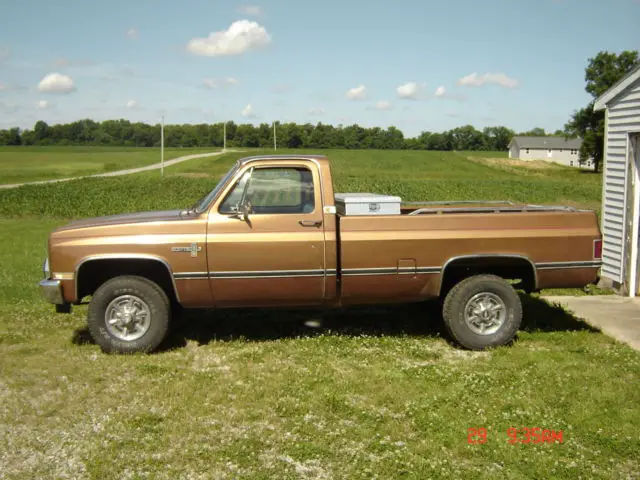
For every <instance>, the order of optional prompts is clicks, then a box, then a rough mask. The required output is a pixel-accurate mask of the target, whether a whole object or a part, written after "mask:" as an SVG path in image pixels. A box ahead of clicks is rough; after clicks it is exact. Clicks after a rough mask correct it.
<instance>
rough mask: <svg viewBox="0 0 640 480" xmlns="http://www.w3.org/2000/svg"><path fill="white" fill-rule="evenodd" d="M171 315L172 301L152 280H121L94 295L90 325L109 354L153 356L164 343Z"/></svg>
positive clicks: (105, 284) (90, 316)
------------
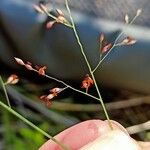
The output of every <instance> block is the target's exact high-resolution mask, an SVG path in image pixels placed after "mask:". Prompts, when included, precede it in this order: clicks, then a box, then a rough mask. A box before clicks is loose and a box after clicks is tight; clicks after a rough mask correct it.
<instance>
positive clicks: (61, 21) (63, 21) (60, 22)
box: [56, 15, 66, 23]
------------
WORK INSTRUCTION. Update the entries from the line containing "The output of" to the line containing "box: [56, 15, 66, 23]", replacing "rough mask" with "coarse mask" and leaving everything else unchanged.

ANSWER SECTION.
The output of every <instance> block is the target's exact high-resolution mask, an SVG path in image pixels placed after "mask:". Prompts, when included, precede it in this order: clicks, then a box, then a coarse mask. A box before clicks is loose and a box after clicks is tight; clicks after a coarse mask correct it.
<instance>
positive clicks: (61, 21) (63, 21) (60, 22)
box: [56, 15, 66, 23]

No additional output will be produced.